▶ _Records shown_:
++++

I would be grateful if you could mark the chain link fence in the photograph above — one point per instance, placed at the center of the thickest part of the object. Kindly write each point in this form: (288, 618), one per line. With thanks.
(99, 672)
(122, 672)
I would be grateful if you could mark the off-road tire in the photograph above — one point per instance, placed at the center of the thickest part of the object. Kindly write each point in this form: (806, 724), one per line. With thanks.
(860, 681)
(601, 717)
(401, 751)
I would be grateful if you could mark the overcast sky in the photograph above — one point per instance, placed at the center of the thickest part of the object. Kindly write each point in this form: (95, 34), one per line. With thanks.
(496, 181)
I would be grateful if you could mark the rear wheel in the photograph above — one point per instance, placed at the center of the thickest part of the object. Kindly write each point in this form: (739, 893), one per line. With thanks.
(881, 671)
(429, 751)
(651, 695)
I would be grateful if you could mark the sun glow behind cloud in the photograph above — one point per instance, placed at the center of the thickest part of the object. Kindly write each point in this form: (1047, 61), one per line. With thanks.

++++

▶ _Directions for this task_:
Reproduce every single entry above exactly.

▶ _Response to the exercise_:
I would be grateful if you could mark the chain link fence in the photograph above — one point per instance, placed at the center of the thickest part of the object. Kindly write each point in this form: (288, 618), one per line. With thanks.
(99, 672)
(122, 672)
I would be grateful if you could mark the off-road tire in the photograph above — one point per instance, placed at the center of the thickest part of the object. Kindly write each point in this form: (806, 724), one per line. With thanks.
(860, 681)
(601, 717)
(401, 751)
I would be grateful if you could mark the overcast sky in the photograph above — one point per instance, placed at the center of the thickest part of the object. Kindly write each point in this form: (95, 34), one per line. With thanks.
(496, 181)
I would be grateful if you could mark the rear wheel in the photograph above — one point per instance, placed at the center of the thickest part of the object. Kindly write each point in this form: (739, 893), one per line. With thanks.
(881, 671)
(429, 751)
(651, 695)
I would be grateful if you could mark the sun glow behind cloud in the photograph above — one point per instance, placed at the center of the thickest part of the object. Kindly write each point in this form: (1047, 61), one per line. With thanks.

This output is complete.